My dog has recently been diagnosed as being diabetic. I want to ensure he lives as healthy and as full a life as possible, so do you have any advice about looking after a dog with diabetes?
Graham Finch advises…
I’m sorry to hear your dog has become diabetic, but most dogs manage well with regular insulin injections. I’m assuming your own vet has gone through the injection routine with you, so I’ve thought of a few ‘management’ tips that should help keep him stable.
• It’s vitally important to keep your dog’s injections at set times, so choose times you know you are going to be able to keep to regularly.
• Watch your dog’s weight (up or down) and the volume of water he is drinking – these are good indicators as to how stable he is.
• I would also try to keep his routine as stable as possible – for example, exercising at the same time and duration each day and similarly with his diet. It’s important to be as consistent with type, quantity and times as much as possible.
• I’d also recommend regular checkups with your vet to make sure you are giving the appropriate amount of insulin – this can vary sometimes. I do have one client who regularly uses a blood glucose kit and takes regular blood sugar readings throughout the day, but this might not be for everyone!
Anna Cherry advises…
is to try to keep the blood glucose levels as stable as possible during the day and night. This is because fluctuations in your dog’s blood glucose levels – if it goes too high or falls too low – can have serious health implications for your dog. The good news is, there are a few simple steps that you can take to help keep your diabetic dog as stable and well as possible.
Make sure you exercise your dog regularly every day. It’s important to try to keep the pace, duration and frequency of exercise the same each day. The temptation at the weekend is to go on longer walks or encourage your dog to do more energetic pursuits.
However, this should be avoided; instead, stick as closely as possible to the same exercise routine that your dog is used to during the week.
There are prescription diets available that have been specifically formulated to help keep blood sugar levels as stable as possible. For more information on these, it’s always a good idea to speak to your vet, as they will be able to give you tailored advice for your dog’s individual needs.

# [Exercise]
Continue the advice on caring for a diabetic dog, starting right after its last sentence.

# [Material supplied]
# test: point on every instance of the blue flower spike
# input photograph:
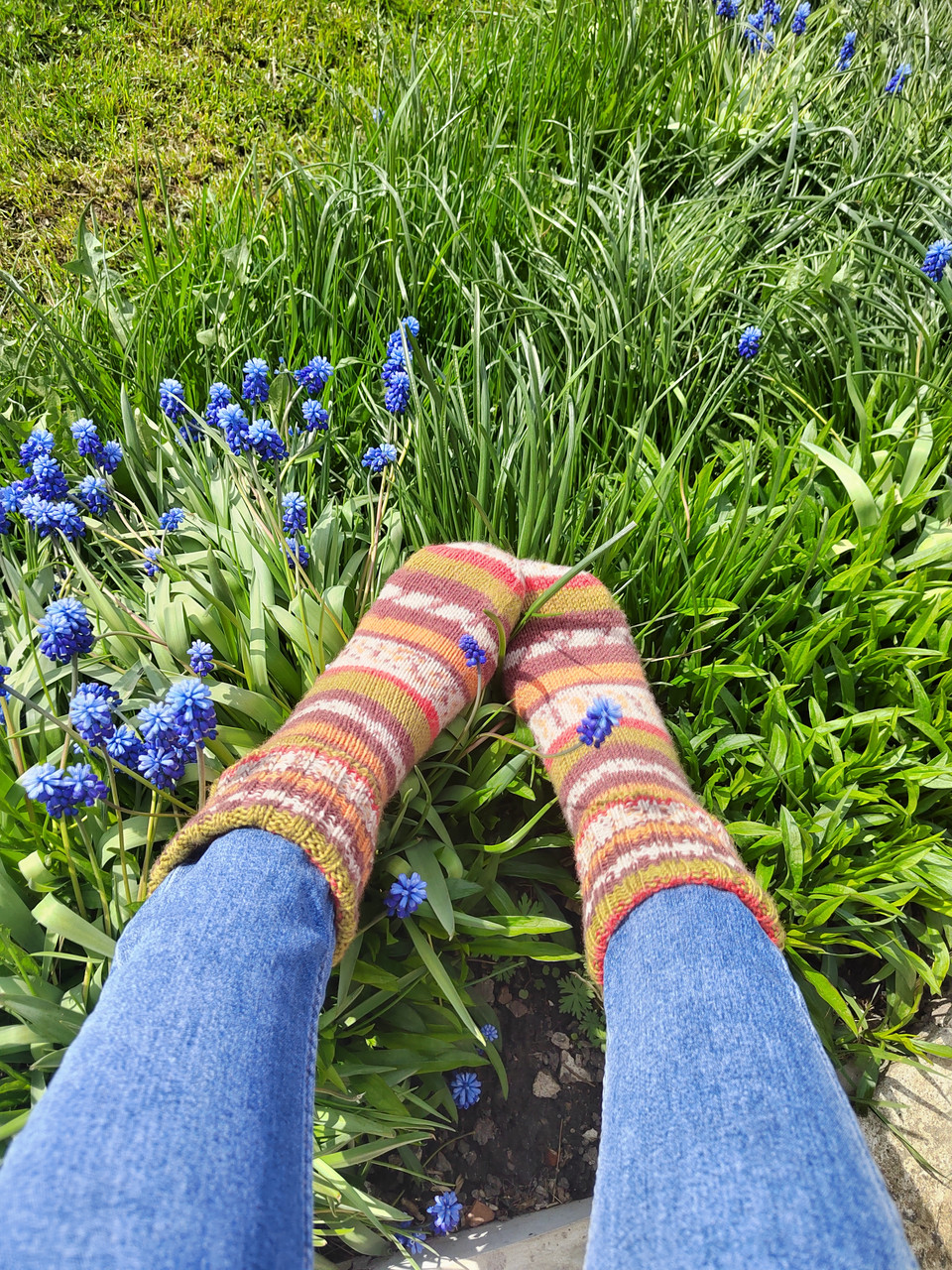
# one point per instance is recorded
(405, 896)
(601, 719)
(937, 258)
(445, 1211)
(465, 1088)
(749, 341)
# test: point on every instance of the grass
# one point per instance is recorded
(583, 212)
(103, 103)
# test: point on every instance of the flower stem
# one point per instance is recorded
(71, 866)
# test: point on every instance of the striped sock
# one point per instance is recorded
(638, 826)
(325, 776)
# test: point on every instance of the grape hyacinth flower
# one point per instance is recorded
(125, 747)
(847, 51)
(937, 258)
(405, 896)
(475, 656)
(109, 457)
(40, 443)
(379, 457)
(94, 492)
(601, 717)
(235, 426)
(398, 395)
(200, 657)
(172, 520)
(86, 437)
(218, 397)
(316, 418)
(749, 343)
(91, 711)
(298, 553)
(162, 765)
(64, 630)
(50, 477)
(466, 1088)
(172, 399)
(295, 518)
(898, 77)
(254, 386)
(445, 1210)
(266, 441)
(313, 376)
(190, 705)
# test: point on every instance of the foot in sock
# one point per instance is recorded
(638, 826)
(325, 776)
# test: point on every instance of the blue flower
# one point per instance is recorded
(91, 711)
(315, 416)
(172, 520)
(599, 719)
(64, 630)
(158, 724)
(94, 493)
(379, 457)
(200, 657)
(466, 1088)
(937, 258)
(162, 765)
(749, 343)
(898, 77)
(267, 441)
(218, 397)
(445, 1210)
(295, 513)
(125, 747)
(298, 553)
(398, 395)
(193, 710)
(847, 51)
(40, 443)
(475, 656)
(63, 793)
(109, 457)
(86, 437)
(254, 386)
(315, 375)
(50, 479)
(172, 399)
(405, 896)
(234, 425)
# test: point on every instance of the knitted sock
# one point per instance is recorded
(636, 825)
(325, 776)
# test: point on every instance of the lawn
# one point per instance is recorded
(584, 206)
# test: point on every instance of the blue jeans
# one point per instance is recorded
(177, 1133)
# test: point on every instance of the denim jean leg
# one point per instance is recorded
(178, 1130)
(728, 1142)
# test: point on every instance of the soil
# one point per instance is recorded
(539, 1146)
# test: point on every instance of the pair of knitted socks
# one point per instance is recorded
(574, 676)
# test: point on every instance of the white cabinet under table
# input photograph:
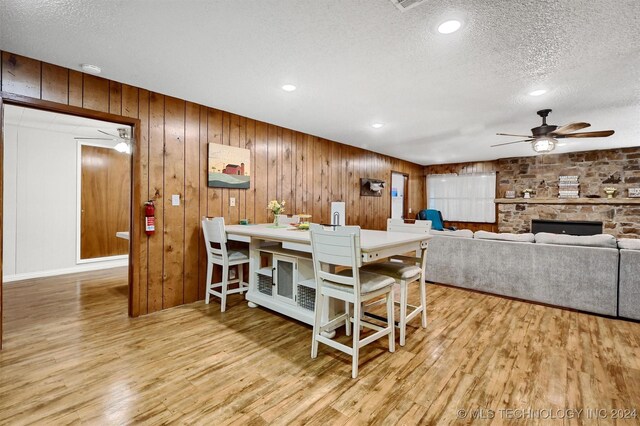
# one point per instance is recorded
(287, 285)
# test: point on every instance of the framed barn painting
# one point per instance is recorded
(228, 167)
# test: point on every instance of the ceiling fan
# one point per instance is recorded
(123, 146)
(544, 137)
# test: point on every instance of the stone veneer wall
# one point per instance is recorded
(618, 168)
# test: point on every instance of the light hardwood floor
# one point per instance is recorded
(72, 355)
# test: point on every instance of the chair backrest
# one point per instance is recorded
(336, 246)
(215, 237)
(418, 226)
(435, 216)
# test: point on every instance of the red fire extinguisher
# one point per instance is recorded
(149, 217)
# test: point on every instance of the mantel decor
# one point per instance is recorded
(586, 201)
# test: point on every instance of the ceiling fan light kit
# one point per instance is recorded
(543, 145)
(544, 138)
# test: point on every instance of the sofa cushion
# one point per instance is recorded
(599, 240)
(629, 244)
(523, 238)
(461, 233)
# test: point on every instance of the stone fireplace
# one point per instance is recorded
(618, 168)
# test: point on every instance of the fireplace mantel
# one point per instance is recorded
(592, 201)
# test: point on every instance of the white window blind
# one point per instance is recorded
(463, 198)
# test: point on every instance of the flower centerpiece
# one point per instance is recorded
(276, 207)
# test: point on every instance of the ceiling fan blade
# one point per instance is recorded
(517, 136)
(597, 134)
(568, 128)
(97, 139)
(509, 143)
(109, 134)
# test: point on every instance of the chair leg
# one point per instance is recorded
(347, 321)
(391, 322)
(225, 280)
(317, 324)
(403, 312)
(355, 348)
(241, 277)
(208, 286)
(423, 301)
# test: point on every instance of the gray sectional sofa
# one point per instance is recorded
(629, 306)
(582, 273)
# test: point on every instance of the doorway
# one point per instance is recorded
(399, 195)
(65, 111)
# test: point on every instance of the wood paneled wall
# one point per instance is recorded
(462, 168)
(306, 171)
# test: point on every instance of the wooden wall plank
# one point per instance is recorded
(251, 192)
(202, 173)
(192, 225)
(95, 93)
(129, 101)
(307, 171)
(214, 135)
(143, 150)
(272, 170)
(286, 176)
(316, 183)
(75, 88)
(156, 193)
(234, 140)
(325, 173)
(115, 98)
(55, 83)
(174, 180)
(21, 75)
(262, 170)
(226, 140)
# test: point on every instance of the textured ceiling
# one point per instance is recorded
(442, 97)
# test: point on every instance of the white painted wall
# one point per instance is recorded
(40, 204)
(397, 182)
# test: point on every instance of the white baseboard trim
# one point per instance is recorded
(79, 268)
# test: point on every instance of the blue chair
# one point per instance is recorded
(435, 216)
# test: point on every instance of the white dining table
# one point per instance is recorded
(374, 245)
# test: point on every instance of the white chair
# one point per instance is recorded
(340, 247)
(406, 270)
(215, 239)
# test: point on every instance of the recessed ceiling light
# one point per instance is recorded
(91, 69)
(538, 92)
(449, 27)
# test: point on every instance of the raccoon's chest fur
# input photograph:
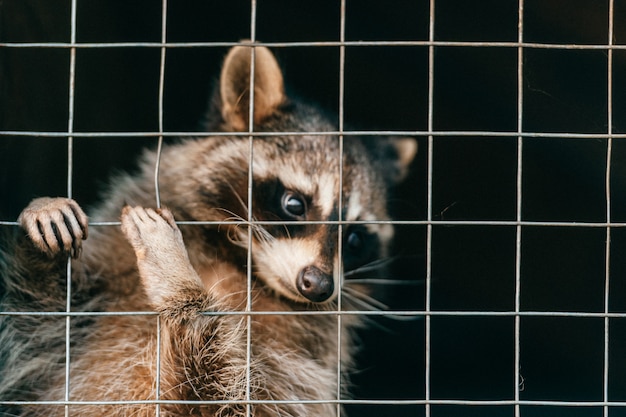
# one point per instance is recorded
(225, 301)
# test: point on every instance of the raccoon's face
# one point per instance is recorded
(300, 249)
(306, 189)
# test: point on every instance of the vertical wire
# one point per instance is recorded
(342, 63)
(518, 231)
(609, 152)
(156, 185)
(253, 6)
(70, 168)
(161, 94)
(429, 226)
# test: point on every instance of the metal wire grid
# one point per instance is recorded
(431, 134)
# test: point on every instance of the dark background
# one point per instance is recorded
(474, 177)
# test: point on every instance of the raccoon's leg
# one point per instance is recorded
(167, 275)
(202, 356)
(33, 278)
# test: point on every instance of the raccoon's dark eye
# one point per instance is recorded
(294, 204)
(355, 242)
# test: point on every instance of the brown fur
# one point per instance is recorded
(215, 360)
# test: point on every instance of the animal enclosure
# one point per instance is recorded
(505, 292)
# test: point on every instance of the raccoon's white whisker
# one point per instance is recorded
(372, 266)
(381, 281)
(365, 300)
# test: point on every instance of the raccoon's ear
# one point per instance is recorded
(269, 92)
(399, 153)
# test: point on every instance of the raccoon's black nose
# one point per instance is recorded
(314, 284)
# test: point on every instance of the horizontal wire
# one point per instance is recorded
(502, 223)
(422, 43)
(380, 313)
(334, 401)
(419, 133)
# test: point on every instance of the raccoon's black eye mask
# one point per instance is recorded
(294, 205)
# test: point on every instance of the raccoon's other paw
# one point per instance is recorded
(55, 225)
(162, 258)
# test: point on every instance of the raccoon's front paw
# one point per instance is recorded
(55, 225)
(161, 254)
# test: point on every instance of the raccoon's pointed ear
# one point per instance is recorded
(269, 91)
(400, 153)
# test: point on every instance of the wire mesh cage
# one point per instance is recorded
(504, 292)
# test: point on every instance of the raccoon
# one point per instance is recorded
(220, 302)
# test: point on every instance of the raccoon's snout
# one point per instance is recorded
(314, 284)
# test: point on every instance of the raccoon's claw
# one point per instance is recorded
(55, 225)
(151, 231)
(162, 258)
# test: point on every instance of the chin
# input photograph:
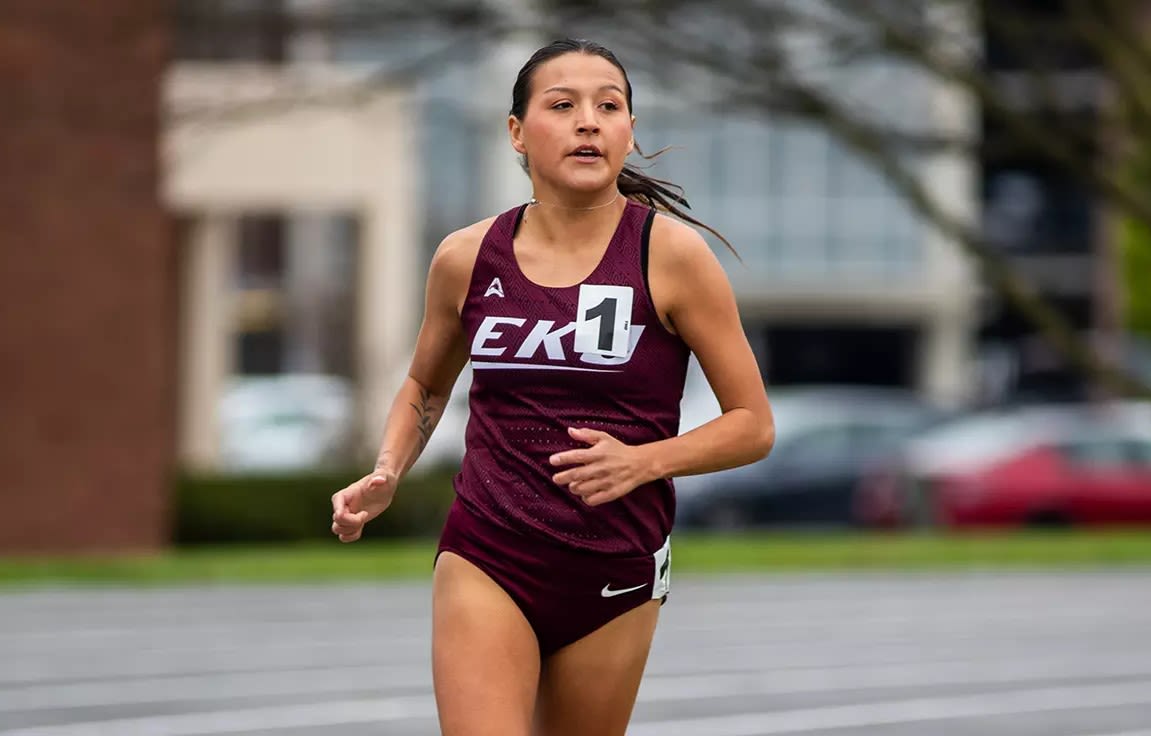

# [Your response]
However, prescription foods are not always the best option. For example, if you have a fussy eater, then the most important thing is to feed them a food that you can count on them eating, rather than changing them on to a prescription food that they may be resistant to eating. Also, if your dog is overweight or obese, to help their diabetes management, it’s important to get them back down to a healthy weight as soon as possible. Therefore, feeding them on a light or weight-management diet may be more appropriate.
The main thing is, once you have found a diet, stick to it and avoid switching foods where possible – unless instructed by your vet – as the energy density and digestibility will vary between foods and could affect your dog’s blood glucose levels.
As well as the type of food you give your dog, the timing of the feeding, especially in relation to their insulin injection, is also crucial. For diabetic patients, it’s advisable to feed them twice a day by splitting the daily feed ration into two equal-sized meals.
If your dog is on insulin injections once a day, then the best time to feed the second meal is six to eight hours after the morning injection, as this is when the insulin will be working at its maximum level. If your dog is on twice-daily insulin injections, it may be beneficial to split his food into three equal-sized meals and feed the third meal six to eight hours after the second injection. This can help prevent his blood glucose levels dropping too low around this time. The most important point is that you need to be consistent with when, what and how much you feed your dog, every single day.
When to give insulin
If your dog is taking insulin, then the timing of the injections in relation to feeding is very important to avoid his blood levels dropping too low. For once-daily injections, the best practice is to feed a dog 30 minutes before or after his insulin injection. Some dogs on insulin prefer to have their food after the injection.
However, if you have a ‘picky eater’, then it may be best to feed 30 mins before, to avoid any refusals after the injection and the blood glucose levels dropping too low. If your dog is on twice-daily insulin injections, it is advisable to feed him at the same time as you give the injection, if possible.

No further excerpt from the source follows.